◆ Task
Sift the material for lines containing "green", and return them.

◆ Dataset records
-- Opening Marker --

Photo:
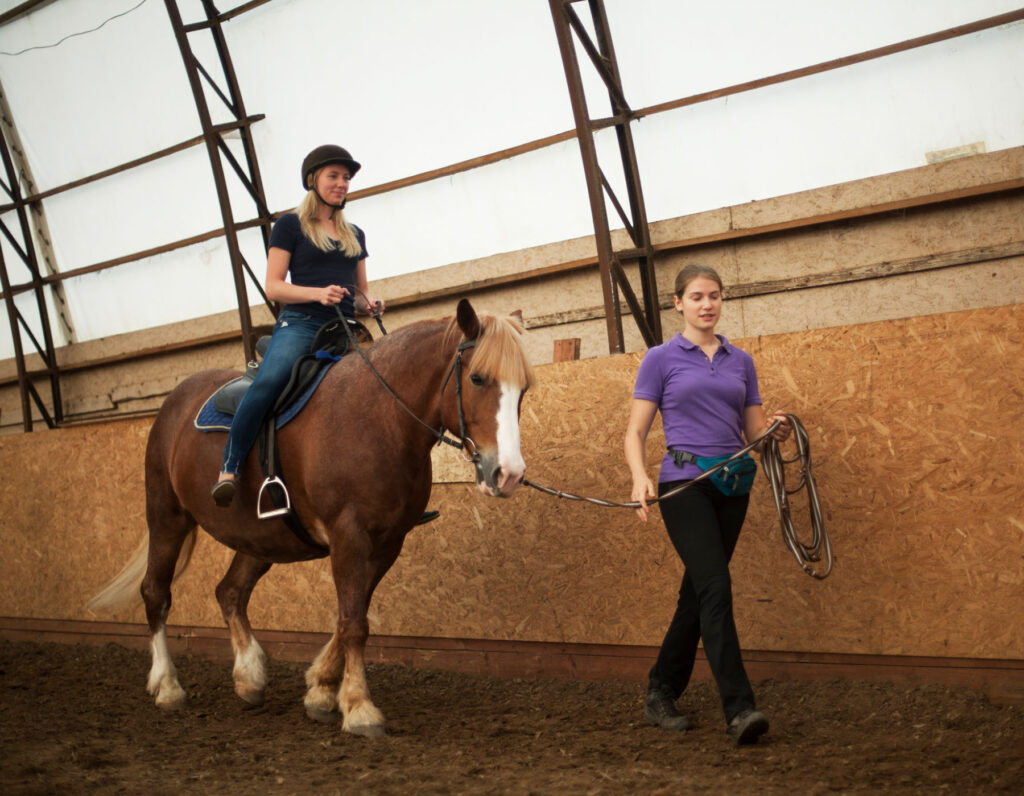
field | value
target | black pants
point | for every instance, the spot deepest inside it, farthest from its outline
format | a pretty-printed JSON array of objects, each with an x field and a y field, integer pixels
[{"x": 704, "y": 526}]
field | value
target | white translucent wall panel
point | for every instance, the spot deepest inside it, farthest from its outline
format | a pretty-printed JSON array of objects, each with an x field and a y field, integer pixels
[
  {"x": 175, "y": 286},
  {"x": 408, "y": 86},
  {"x": 538, "y": 198},
  {"x": 412, "y": 85},
  {"x": 98, "y": 99},
  {"x": 868, "y": 119},
  {"x": 669, "y": 49}
]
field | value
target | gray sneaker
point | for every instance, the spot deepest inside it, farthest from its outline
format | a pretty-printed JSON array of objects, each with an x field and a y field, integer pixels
[
  {"x": 659, "y": 710},
  {"x": 748, "y": 726}
]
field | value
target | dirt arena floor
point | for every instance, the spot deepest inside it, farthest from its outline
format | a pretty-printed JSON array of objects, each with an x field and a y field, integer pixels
[{"x": 77, "y": 719}]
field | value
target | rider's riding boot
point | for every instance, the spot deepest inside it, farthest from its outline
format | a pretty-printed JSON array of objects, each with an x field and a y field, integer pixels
[
  {"x": 222, "y": 493},
  {"x": 659, "y": 710}
]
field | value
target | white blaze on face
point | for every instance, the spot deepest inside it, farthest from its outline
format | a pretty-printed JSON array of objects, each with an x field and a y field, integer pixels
[{"x": 509, "y": 453}]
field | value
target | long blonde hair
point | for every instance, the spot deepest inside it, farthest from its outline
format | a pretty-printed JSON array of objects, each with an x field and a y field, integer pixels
[{"x": 309, "y": 222}]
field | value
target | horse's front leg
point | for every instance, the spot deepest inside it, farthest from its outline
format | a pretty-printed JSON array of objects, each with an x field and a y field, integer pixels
[
  {"x": 337, "y": 679},
  {"x": 232, "y": 594}
]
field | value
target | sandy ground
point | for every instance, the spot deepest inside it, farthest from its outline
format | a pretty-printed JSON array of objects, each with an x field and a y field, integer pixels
[{"x": 77, "y": 719}]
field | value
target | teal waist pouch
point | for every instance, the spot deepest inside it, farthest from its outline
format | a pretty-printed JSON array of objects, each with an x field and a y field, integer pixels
[{"x": 735, "y": 478}]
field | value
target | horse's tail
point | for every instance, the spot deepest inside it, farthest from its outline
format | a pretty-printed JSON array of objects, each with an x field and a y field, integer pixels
[{"x": 123, "y": 591}]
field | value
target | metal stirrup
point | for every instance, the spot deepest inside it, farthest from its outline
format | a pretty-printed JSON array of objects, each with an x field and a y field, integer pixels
[{"x": 274, "y": 512}]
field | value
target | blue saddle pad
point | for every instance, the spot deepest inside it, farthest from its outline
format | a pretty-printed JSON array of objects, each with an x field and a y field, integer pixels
[{"x": 212, "y": 419}]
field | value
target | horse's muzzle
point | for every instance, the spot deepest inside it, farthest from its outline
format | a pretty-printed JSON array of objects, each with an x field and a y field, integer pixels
[{"x": 496, "y": 479}]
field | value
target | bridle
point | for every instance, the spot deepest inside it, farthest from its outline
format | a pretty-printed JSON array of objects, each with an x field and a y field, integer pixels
[{"x": 465, "y": 442}]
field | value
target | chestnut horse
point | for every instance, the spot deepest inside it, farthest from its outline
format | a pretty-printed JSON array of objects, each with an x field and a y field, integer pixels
[{"x": 356, "y": 461}]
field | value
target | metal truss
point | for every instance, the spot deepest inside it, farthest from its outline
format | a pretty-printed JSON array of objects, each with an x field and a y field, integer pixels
[
  {"x": 613, "y": 279},
  {"x": 15, "y": 170},
  {"x": 218, "y": 151}
]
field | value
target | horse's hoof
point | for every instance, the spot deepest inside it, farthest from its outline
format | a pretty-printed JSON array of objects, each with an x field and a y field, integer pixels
[
  {"x": 321, "y": 715},
  {"x": 174, "y": 701},
  {"x": 367, "y": 730},
  {"x": 253, "y": 697}
]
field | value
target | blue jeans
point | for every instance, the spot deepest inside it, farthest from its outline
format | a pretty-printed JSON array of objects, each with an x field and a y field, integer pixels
[
  {"x": 704, "y": 526},
  {"x": 293, "y": 335}
]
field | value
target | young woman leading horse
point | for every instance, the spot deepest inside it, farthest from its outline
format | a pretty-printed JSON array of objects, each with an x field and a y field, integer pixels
[{"x": 466, "y": 374}]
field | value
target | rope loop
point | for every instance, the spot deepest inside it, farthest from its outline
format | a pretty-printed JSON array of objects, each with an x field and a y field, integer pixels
[{"x": 774, "y": 465}]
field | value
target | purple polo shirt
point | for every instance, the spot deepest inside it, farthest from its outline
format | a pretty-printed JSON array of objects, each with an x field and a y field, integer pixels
[{"x": 701, "y": 401}]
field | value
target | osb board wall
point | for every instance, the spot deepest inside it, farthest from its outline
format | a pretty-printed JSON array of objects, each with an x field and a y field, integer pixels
[{"x": 916, "y": 446}]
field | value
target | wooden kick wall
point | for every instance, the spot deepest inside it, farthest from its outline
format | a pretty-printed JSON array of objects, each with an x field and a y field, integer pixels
[{"x": 914, "y": 433}]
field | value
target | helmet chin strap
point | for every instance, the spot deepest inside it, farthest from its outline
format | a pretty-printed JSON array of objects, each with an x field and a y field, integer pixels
[{"x": 325, "y": 202}]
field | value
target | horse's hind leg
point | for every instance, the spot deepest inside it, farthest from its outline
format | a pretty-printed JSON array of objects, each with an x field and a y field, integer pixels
[
  {"x": 168, "y": 532},
  {"x": 232, "y": 594}
]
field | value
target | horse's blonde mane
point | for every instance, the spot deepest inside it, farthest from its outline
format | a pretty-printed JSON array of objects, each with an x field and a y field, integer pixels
[{"x": 499, "y": 353}]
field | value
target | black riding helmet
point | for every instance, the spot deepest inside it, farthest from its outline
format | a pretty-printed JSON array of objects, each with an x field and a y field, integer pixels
[{"x": 324, "y": 156}]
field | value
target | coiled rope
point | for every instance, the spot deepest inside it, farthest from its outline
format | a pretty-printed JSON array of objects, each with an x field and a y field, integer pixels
[{"x": 774, "y": 465}]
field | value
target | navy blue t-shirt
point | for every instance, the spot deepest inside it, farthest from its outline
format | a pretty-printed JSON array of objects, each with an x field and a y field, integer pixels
[{"x": 314, "y": 268}]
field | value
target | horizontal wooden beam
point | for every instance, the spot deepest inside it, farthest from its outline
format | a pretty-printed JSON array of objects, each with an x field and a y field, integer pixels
[
  {"x": 1000, "y": 679},
  {"x": 595, "y": 312}
]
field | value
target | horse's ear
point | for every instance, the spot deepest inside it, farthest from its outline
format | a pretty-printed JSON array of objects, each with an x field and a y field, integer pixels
[{"x": 467, "y": 320}]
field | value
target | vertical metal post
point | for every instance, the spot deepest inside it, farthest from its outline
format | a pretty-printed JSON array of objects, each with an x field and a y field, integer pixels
[
  {"x": 612, "y": 276},
  {"x": 28, "y": 254},
  {"x": 23, "y": 378},
  {"x": 213, "y": 141}
]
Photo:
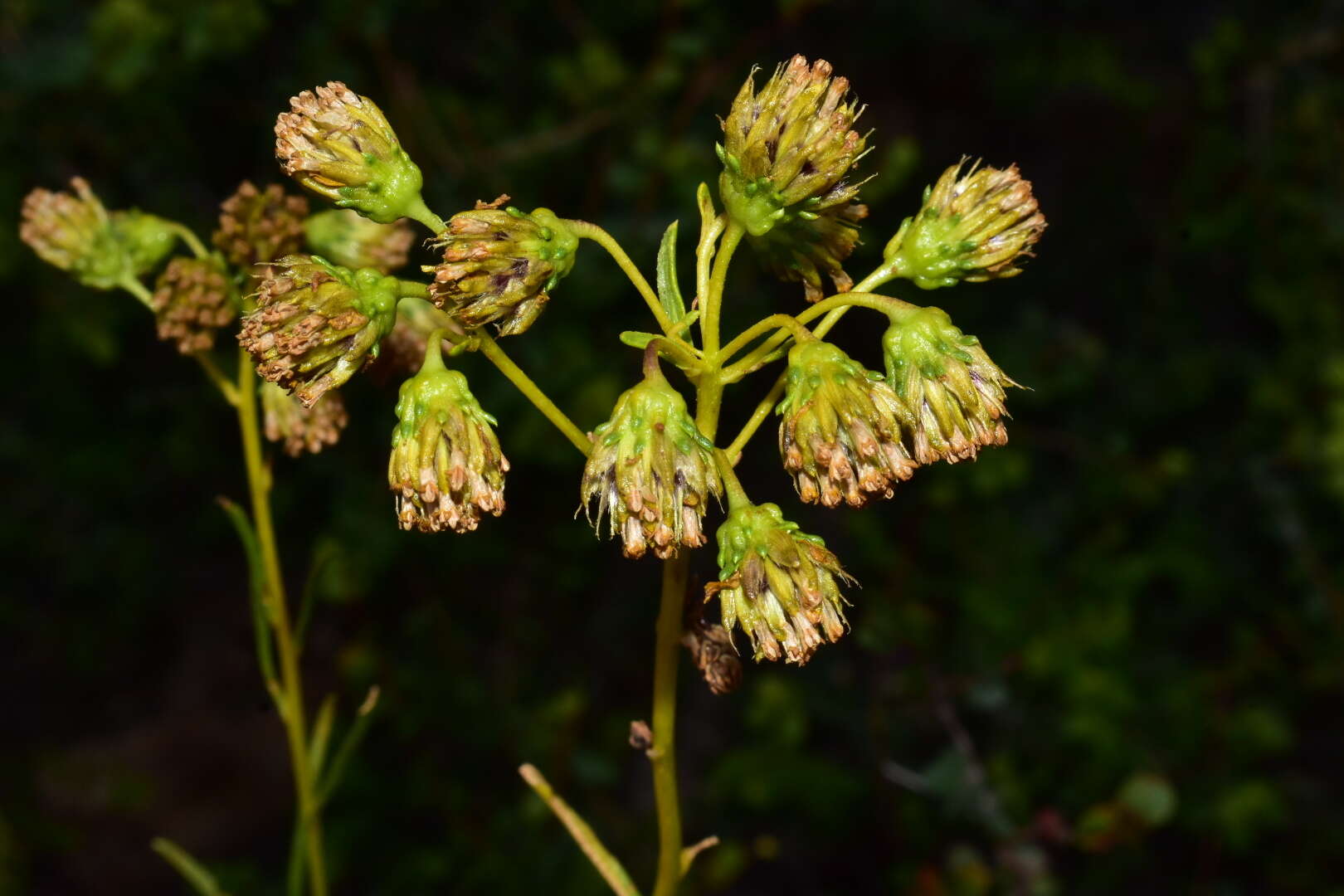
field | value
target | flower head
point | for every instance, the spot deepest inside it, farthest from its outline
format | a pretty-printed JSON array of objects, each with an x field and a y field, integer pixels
[
  {"x": 316, "y": 324},
  {"x": 101, "y": 249},
  {"x": 258, "y": 226},
  {"x": 297, "y": 427},
  {"x": 973, "y": 226},
  {"x": 353, "y": 241},
  {"x": 777, "y": 585},
  {"x": 840, "y": 434},
  {"x": 338, "y": 144},
  {"x": 191, "y": 299},
  {"x": 446, "y": 466},
  {"x": 500, "y": 265},
  {"x": 955, "y": 392},
  {"x": 650, "y": 472},
  {"x": 711, "y": 649}
]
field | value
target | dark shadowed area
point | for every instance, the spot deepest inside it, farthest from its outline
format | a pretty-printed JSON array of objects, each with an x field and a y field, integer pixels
[{"x": 1105, "y": 659}]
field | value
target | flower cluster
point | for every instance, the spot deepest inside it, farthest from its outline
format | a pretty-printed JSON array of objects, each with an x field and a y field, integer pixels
[
  {"x": 650, "y": 472},
  {"x": 316, "y": 324},
  {"x": 500, "y": 265},
  {"x": 446, "y": 466}
]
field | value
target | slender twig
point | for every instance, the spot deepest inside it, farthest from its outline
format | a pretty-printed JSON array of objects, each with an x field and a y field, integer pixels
[
  {"x": 587, "y": 230},
  {"x": 605, "y": 863},
  {"x": 524, "y": 384},
  {"x": 290, "y": 684}
]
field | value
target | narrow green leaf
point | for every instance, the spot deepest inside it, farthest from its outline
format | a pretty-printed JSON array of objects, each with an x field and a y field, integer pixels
[
  {"x": 191, "y": 871},
  {"x": 342, "y": 758},
  {"x": 257, "y": 578},
  {"x": 637, "y": 338},
  {"x": 670, "y": 292},
  {"x": 321, "y": 735}
]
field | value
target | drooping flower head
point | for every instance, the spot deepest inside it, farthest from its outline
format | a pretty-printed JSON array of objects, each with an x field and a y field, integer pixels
[
  {"x": 353, "y": 241},
  {"x": 973, "y": 226},
  {"x": 316, "y": 324},
  {"x": 258, "y": 226},
  {"x": 446, "y": 468},
  {"x": 192, "y": 299},
  {"x": 777, "y": 585},
  {"x": 788, "y": 152},
  {"x": 650, "y": 470},
  {"x": 500, "y": 265},
  {"x": 301, "y": 429},
  {"x": 339, "y": 145},
  {"x": 840, "y": 434},
  {"x": 955, "y": 392},
  {"x": 101, "y": 249}
]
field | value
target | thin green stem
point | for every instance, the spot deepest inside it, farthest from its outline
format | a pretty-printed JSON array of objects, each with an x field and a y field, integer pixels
[
  {"x": 714, "y": 297},
  {"x": 587, "y": 230},
  {"x": 421, "y": 212},
  {"x": 277, "y": 611},
  {"x": 606, "y": 864},
  {"x": 524, "y": 384},
  {"x": 194, "y": 243},
  {"x": 667, "y": 655}
]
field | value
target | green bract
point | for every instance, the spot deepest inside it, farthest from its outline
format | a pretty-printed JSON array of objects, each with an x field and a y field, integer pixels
[
  {"x": 777, "y": 583},
  {"x": 955, "y": 392},
  {"x": 316, "y": 324},
  {"x": 338, "y": 144},
  {"x": 650, "y": 472}
]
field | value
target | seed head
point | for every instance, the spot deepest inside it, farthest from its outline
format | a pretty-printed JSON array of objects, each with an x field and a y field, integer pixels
[
  {"x": 101, "y": 249},
  {"x": 446, "y": 468},
  {"x": 192, "y": 299},
  {"x": 316, "y": 324},
  {"x": 650, "y": 472},
  {"x": 973, "y": 226},
  {"x": 258, "y": 226},
  {"x": 777, "y": 585},
  {"x": 338, "y": 144},
  {"x": 955, "y": 392},
  {"x": 711, "y": 648},
  {"x": 500, "y": 265},
  {"x": 353, "y": 241},
  {"x": 297, "y": 427},
  {"x": 840, "y": 434}
]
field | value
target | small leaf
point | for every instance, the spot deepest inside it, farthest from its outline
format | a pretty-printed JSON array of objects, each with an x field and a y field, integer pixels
[
  {"x": 670, "y": 293},
  {"x": 191, "y": 871}
]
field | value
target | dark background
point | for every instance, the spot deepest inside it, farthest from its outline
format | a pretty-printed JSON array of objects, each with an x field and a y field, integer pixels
[{"x": 1146, "y": 582}]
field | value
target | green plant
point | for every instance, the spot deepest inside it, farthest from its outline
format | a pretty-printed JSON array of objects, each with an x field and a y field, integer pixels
[{"x": 849, "y": 434}]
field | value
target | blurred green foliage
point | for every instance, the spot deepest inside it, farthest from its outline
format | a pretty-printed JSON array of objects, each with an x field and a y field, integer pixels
[{"x": 1103, "y": 659}]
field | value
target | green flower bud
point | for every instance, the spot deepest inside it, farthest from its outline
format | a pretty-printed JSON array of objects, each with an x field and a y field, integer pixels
[
  {"x": 446, "y": 466},
  {"x": 973, "y": 226},
  {"x": 77, "y": 234},
  {"x": 258, "y": 226},
  {"x": 338, "y": 144},
  {"x": 840, "y": 434},
  {"x": 192, "y": 299},
  {"x": 955, "y": 392},
  {"x": 777, "y": 585},
  {"x": 650, "y": 472},
  {"x": 316, "y": 324},
  {"x": 297, "y": 427},
  {"x": 500, "y": 265},
  {"x": 353, "y": 241},
  {"x": 802, "y": 250}
]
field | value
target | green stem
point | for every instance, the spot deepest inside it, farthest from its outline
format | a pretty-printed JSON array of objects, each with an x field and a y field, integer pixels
[
  {"x": 286, "y": 649},
  {"x": 421, "y": 212},
  {"x": 194, "y": 243},
  {"x": 667, "y": 655},
  {"x": 587, "y": 230},
  {"x": 524, "y": 384}
]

-- Closing Marker --

◆ Exercise answer
target | narrow green leaf
target | thin green stem
target | green bract
target | green plant
target | blurred green foliage
target | green flower bud
target | green stem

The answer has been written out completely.